-- BEGIN DOCUMENT TEXT --

Writing the inverse of the deterministic autocorrelation matrix using Woodbury's identity, $\textbf{P}(n) = \lambda^{-1} [\textbf{P}(n - 1) - \textbf{g}(n) \textbf{x}^T(n) \textbf{P}(n -1)]$, we find that the inverse of the autocorrelation matrix $\textbf{P}(n) = \textbf{R}_x^{-1}(n)$ at time $n$ involves two terms, one of which is the weighted version of the matrix at time $n - 1$. The other term in the calculation of the inverse matrix is the multiplication of the gain vector and the data vector and the inverse matrix at time $n - 1$. The gain vector is the solution to the equation $\textbf{R}_x(n) \textbf{g}(n) = \textbf{x}^*(n)$. As such, the gain vector $\textbf{g}(n) = \frac{\lambda^{-1} \textbf{P}(n - 1) \textbf{x}^*(n)}{1 + \lambda^{-1} \textbf{x}^T(n) \textbf{P}(n - 1) \textbf{x}^*(n)}$ is transformed by the deterministic autocorrelation matrix to yield the new data vector. Alternatively one can say that the new data vector is transformed by the inverse of the deterministic autocorrelation matrix in order to produce the gain vector $\textbf{g}(n) = \textbf{P}(n) \textbf{x}^*(n)$. This is the same as the deterministic normal equations, but the cross-correlation vector $\textbf{r}_{dx}(n)$ is replaced with the data vector $\textbf{x}^*(n)$:

$\left\{ \begin{array}{l} \textbf{R}_x(n) \textbf{w}_n = \textbf{r}_{dx}(n) &\\ \textbf{R}_x(n) \textbf{g}(n) = \textbf{x}^*(n) \end{array} \right.$

z_k_dot_z_n = 0.0;
float buffer = 0.0;
for (int i = 0; i < (model->n + model->m); i++)
{
  buffer = z_k1[i] * z_n[i];
  if (isnanf(buffer) == 0)
  {
    z_k_dot_z_n += buffer;
  }
}

if (fabs(model->lambda + z_k_dot_z_n) > 0)
{
  for (int i = 0; i < (model->n + model->m); i++)
  {
    g_n[i] = (1.0 / (model->lambda + z_k_dot_z_n)) * z_n[i];
  }
}
else
{
  for (int i = 0; i < (model->n + model->m); i++)
  {
    g_n[i] = (1.0 / model->lambda) * z_n[i];
  }
}

The derivation of the time-update equation for the coefficient vector $\textbf{w}_n$ completes the recursion. Start with the fact that the transformation of the cross-correlation by the inverse autoccorrelation results in the filter coefficients. Then, replace the cross-correlation with the recursive solution.

$\left\{ \begin{array}{l} \textbf{w}_n = \textbf{P}(n) \textbf{r}_{dx}(n) &\\ \textbf{r}_{dx}(n) = \lambda \textbf{r}_{dx}(n - 1) + d(n) \textbf{x}^*(n) \end{array} \right.$

Replacing the solution with a recursive term gets us half of the way, because in the time-update equation we still need to replace the inverse autocorrelation matrix with a recursive inverse autocorrelation: $\textbf{w}_n = \lambda \textbf{P}(n) \textbf{r}_{dx}(n - 1) + d(n) \textbf{P}(n) \textbf{x}^*(n)$. Recall that the transformation of the data vector by the inverse autocorrelation matrix gives us the gain vector. But we also established that the recursive relation of the inverse autocorrelation matrix includes the gain vector.

-- END DOCUMENT TEXT --

DESCRIPTION OF THE TASK
Copy the portion of the autocorrelation derivation above word for word, starting with "The derivation of" and going on through "the recursive solution.".

-- BEGIN PROVIDED MATERIAL --

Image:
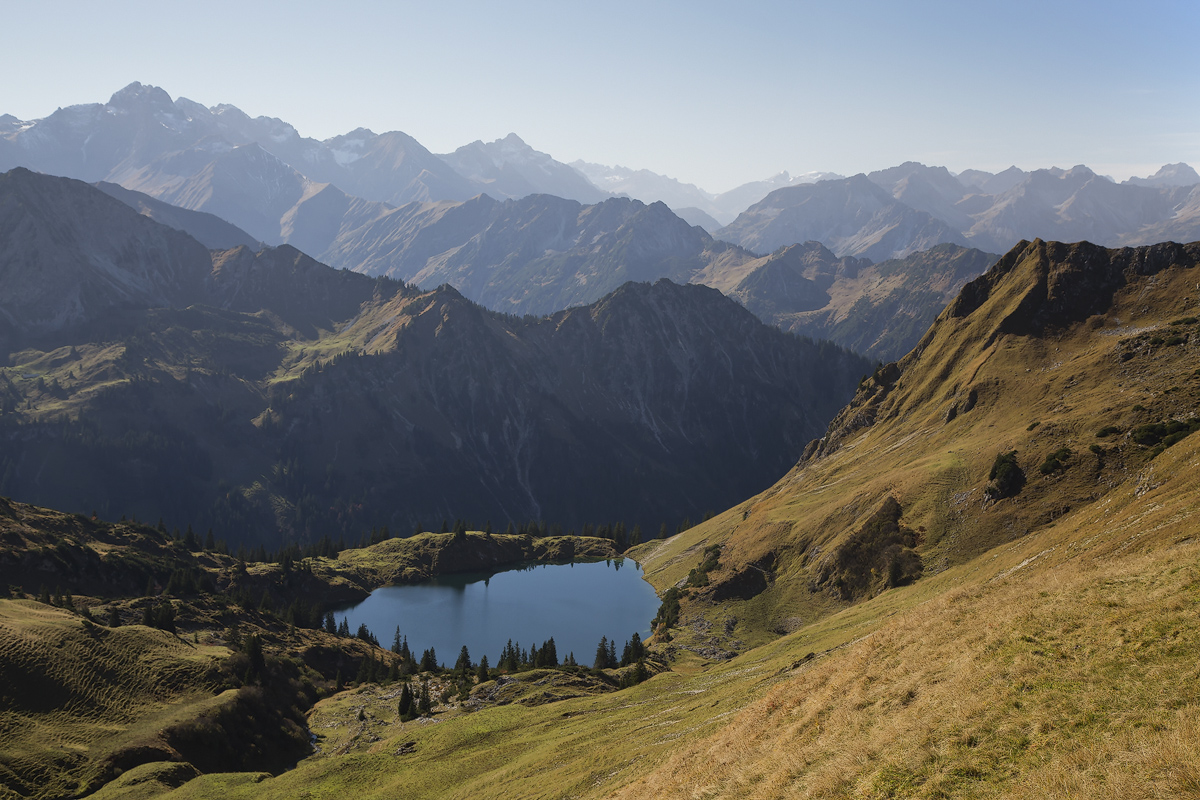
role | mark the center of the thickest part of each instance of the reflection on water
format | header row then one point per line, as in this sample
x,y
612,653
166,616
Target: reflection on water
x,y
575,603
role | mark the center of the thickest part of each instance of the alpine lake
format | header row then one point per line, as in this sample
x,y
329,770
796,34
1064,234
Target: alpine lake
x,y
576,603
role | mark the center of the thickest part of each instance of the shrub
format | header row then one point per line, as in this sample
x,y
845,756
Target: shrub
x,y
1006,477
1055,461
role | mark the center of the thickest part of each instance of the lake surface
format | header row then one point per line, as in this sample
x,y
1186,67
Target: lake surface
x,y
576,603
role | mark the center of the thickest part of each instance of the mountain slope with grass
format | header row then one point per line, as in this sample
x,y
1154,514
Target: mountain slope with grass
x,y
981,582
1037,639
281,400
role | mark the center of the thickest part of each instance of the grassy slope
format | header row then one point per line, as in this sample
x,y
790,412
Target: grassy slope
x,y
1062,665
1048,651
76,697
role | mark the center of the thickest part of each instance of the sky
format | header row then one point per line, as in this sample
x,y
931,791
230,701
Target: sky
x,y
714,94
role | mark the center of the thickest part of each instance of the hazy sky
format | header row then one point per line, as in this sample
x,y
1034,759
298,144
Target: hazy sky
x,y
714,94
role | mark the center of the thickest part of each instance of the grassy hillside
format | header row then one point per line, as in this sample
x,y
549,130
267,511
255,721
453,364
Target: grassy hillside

-- END PROVIDED MATERIAL --
-- BEGIN PROVIDED MATERIAL --

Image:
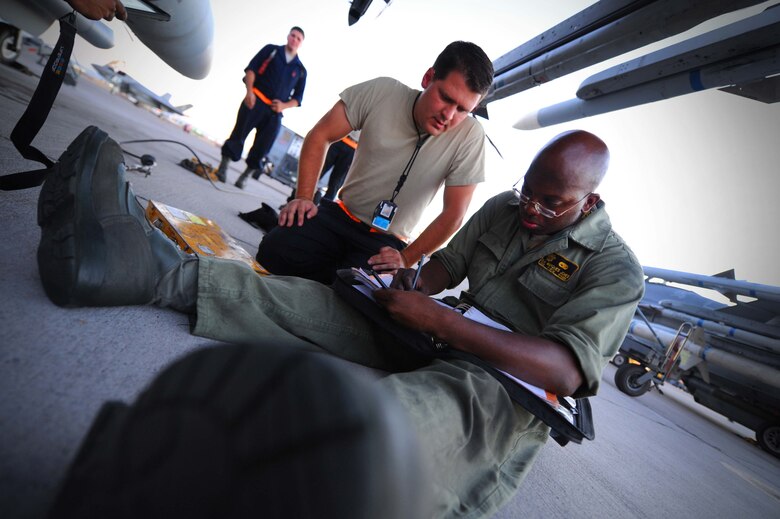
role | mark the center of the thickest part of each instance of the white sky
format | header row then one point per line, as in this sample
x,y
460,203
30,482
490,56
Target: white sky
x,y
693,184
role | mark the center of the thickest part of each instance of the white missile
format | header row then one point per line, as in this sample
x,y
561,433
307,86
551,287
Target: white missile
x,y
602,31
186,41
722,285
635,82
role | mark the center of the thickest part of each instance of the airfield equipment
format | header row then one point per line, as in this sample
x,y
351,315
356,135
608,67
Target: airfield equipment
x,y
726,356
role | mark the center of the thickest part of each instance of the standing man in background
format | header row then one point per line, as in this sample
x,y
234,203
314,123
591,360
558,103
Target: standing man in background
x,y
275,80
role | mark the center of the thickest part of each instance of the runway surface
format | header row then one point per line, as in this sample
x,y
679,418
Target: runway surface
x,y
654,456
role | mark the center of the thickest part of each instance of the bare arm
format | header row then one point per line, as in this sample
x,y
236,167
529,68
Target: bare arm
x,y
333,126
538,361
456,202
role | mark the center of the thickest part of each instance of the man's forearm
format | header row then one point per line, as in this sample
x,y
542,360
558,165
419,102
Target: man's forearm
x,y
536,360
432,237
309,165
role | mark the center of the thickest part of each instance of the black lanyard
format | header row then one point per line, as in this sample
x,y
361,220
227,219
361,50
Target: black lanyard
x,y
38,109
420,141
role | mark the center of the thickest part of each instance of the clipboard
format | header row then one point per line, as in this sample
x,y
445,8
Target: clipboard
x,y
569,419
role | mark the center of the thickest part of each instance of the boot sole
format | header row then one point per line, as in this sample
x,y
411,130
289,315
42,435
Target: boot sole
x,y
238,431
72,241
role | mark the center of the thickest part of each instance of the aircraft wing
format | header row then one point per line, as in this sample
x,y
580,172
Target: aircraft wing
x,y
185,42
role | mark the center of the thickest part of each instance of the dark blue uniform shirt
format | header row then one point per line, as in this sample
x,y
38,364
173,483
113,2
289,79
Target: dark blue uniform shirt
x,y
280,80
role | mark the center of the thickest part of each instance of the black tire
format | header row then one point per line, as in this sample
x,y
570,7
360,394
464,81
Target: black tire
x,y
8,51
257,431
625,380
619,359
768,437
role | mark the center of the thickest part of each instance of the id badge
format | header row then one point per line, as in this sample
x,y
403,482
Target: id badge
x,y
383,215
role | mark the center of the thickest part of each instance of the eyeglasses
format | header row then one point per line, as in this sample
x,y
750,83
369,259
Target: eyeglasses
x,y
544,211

-- END PROVIDED MATERIAL --

WORKED SOLUTION
The derivation of the time-update equation for the coefficient vector $\textbf{w}_n$ completes the recursion. Start with the fact that the transformation of the cross-correlation by the inverse autoccorrelation results in the filter coefficients. Then, replace the cross-correlation with the recursive solution.